[Quelldatensätze]
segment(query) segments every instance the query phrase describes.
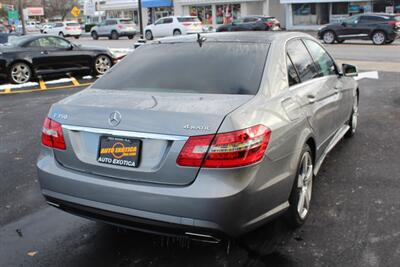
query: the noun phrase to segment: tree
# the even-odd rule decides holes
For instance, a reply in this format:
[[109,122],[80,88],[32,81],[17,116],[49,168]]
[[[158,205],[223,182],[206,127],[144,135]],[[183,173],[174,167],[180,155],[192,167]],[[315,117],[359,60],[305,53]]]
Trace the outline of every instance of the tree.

__Aufgabenstellung__
Gib das gesamte Material Zeile für Zeile unverändert wieder und lass dabei die Bilder weg.

__Lösung__
segment(query) segments every instance the query phrase describes.
query: the noun phrase to segment: tree
# the even-odd rule decides holes
For instance, a reply in this format:
[[109,122],[80,88],[32,81],[17,116],[49,168]]
[[[158,205],[223,182],[206,127],[144,135]],[[183,173],[174,167],[180,155],[192,167]],[[315,117],[359,60],[305,53]]]
Trace the outline of every instance of the tree.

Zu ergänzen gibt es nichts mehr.